┌─ Dataset records

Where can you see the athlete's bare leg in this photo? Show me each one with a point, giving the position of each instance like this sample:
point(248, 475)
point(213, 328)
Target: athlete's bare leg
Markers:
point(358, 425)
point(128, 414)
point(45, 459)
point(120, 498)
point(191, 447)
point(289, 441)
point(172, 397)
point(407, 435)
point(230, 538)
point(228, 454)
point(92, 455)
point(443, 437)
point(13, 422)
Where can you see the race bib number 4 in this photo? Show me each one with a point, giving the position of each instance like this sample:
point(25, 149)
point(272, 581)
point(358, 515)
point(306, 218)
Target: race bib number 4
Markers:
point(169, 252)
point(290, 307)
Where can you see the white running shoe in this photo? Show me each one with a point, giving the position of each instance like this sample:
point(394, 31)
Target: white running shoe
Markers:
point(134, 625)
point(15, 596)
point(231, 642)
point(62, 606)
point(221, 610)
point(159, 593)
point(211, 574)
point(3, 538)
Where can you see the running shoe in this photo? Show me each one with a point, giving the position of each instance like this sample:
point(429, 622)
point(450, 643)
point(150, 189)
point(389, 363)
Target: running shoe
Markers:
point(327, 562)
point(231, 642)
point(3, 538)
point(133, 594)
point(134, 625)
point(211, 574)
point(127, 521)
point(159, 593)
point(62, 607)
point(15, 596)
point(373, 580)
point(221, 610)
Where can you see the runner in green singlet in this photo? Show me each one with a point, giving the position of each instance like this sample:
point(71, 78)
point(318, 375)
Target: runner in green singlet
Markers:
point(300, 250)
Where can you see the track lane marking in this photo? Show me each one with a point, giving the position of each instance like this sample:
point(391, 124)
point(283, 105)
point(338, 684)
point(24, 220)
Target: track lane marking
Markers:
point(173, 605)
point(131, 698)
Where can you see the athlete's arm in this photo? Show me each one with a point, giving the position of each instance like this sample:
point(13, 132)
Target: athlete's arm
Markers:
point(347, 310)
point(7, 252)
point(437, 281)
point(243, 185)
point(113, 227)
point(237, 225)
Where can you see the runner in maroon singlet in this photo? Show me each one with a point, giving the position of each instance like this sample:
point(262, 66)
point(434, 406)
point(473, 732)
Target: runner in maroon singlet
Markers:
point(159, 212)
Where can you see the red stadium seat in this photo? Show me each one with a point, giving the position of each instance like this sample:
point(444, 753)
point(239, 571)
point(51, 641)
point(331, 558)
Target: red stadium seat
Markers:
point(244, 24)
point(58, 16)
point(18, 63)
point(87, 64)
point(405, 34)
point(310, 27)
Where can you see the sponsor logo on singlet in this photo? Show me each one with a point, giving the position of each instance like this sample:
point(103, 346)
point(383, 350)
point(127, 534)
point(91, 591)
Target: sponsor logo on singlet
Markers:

└─

> **Aim of the exercise**
Please write out all the records again, replacing each "singlet" with "jersey" and changing nothing else.

> **Result for this task**
Where can you see the athlete's bare leg in this photo? Show me each one with a point, giving the position of each instance like this sample:
point(248, 475)
point(213, 328)
Target: athlete's bare leg
Markers:
point(358, 425)
point(128, 414)
point(45, 459)
point(120, 498)
point(191, 447)
point(289, 441)
point(172, 397)
point(407, 435)
point(230, 538)
point(228, 454)
point(92, 455)
point(443, 437)
point(13, 422)
Where can you see the race bib number 4 in this photo? Show me each one with a point, giving the position of each instance like this sample:
point(25, 149)
point(272, 581)
point(358, 515)
point(306, 218)
Target: race bib number 4
Markers:
point(169, 252)
point(290, 307)
Where can you see the white running shoe in this photo? Show me each one with a point, giving the position of each instance like this sample:
point(394, 31)
Target: white running shoe
Markers:
point(134, 625)
point(15, 596)
point(231, 642)
point(62, 606)
point(221, 610)
point(159, 593)
point(211, 574)
point(3, 538)
Where can you see the running shoe in this photo? Show me each one with a point, giving the position of each instance like this sample:
point(429, 622)
point(450, 643)
point(150, 189)
point(389, 363)
Target: running shoe
Markers:
point(327, 562)
point(231, 642)
point(3, 538)
point(133, 594)
point(134, 625)
point(211, 574)
point(127, 521)
point(159, 593)
point(62, 607)
point(15, 596)
point(373, 580)
point(221, 610)
Where can you see the runner in green jersey in this photo? Show me each one with a point, giving the position of each instance like this sample:
point(71, 78)
point(318, 375)
Target: runner in green jersey
Markers:
point(300, 250)
Where can you see the track lane marking in this photo? Show me each one with a point, giving the position of each instance like this sample:
point(391, 124)
point(283, 105)
point(338, 684)
point(24, 220)
Target: track lane marking
Markers:
point(173, 605)
point(131, 698)
Where can you see the athlete's arm in this photo? Show me each one with a point, giving the position of each instance like this sample:
point(13, 132)
Target: athlete's arm
Markers:
point(347, 310)
point(7, 252)
point(437, 281)
point(243, 185)
point(113, 227)
point(237, 225)
Where can you see the runner in maroon jersey in this photo? Show me each one with a point, giving the position of each instance like this sample:
point(262, 66)
point(434, 406)
point(473, 732)
Target: runner in maroon jersey
Markers:
point(159, 212)
Where can you see the red stadium seat in this photo? Show me each one with a point, giving the position of each instance like this sample:
point(444, 753)
point(239, 571)
point(51, 641)
point(331, 558)
Target: red stadium seat
Markers:
point(244, 24)
point(58, 16)
point(18, 63)
point(87, 64)
point(405, 34)
point(310, 27)
Where can you see the sponsor logo on jersey in this photo? Show me each one with a point, giving the position of each instance like this sample:
point(103, 346)
point(383, 350)
point(127, 534)
point(91, 591)
Target: sponsor logo on jersey
Markers:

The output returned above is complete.